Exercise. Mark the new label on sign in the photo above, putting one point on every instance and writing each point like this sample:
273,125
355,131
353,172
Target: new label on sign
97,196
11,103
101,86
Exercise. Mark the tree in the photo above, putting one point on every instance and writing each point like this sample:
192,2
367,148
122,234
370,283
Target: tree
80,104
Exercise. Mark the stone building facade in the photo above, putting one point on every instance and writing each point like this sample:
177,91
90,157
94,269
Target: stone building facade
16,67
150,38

---

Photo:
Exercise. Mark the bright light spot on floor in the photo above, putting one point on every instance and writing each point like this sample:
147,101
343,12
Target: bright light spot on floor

* **GOAL OF THE EXERCISE**
State how many lines in the entries above contain the word "every". Reply with the number alone.

* **ANSWER BELOW**
4